Dataset records:

---+---

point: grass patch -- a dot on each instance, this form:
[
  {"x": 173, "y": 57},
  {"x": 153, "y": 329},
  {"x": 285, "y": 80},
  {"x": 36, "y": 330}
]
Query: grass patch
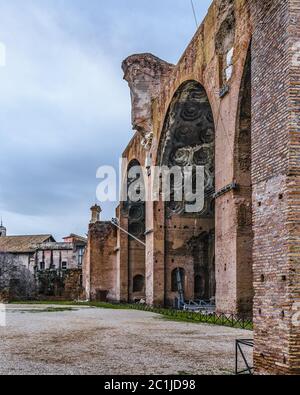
[
  {"x": 48, "y": 310},
  {"x": 169, "y": 314}
]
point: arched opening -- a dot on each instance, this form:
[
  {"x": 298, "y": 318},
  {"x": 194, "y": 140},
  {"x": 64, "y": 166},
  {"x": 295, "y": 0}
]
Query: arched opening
[
  {"x": 135, "y": 209},
  {"x": 243, "y": 195},
  {"x": 138, "y": 284},
  {"x": 178, "y": 279},
  {"x": 188, "y": 140}
]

---+---

**Problem description:** An exact copy of all the records, free of pictures, is the expected answer.

**Written solution:**
point: grass patch -- a dot on each instance, this form:
[
  {"x": 173, "y": 57},
  {"x": 153, "y": 329},
  {"x": 285, "y": 80},
  {"x": 36, "y": 330}
]
Query: grass patch
[
  {"x": 48, "y": 310},
  {"x": 169, "y": 314}
]
point: arched opening -- a dot on each instance, this form:
[
  {"x": 298, "y": 318},
  {"x": 194, "y": 140},
  {"x": 64, "y": 166},
  {"x": 295, "y": 0}
]
Query: arched opening
[
  {"x": 135, "y": 209},
  {"x": 243, "y": 195},
  {"x": 138, "y": 284},
  {"x": 178, "y": 279},
  {"x": 188, "y": 140}
]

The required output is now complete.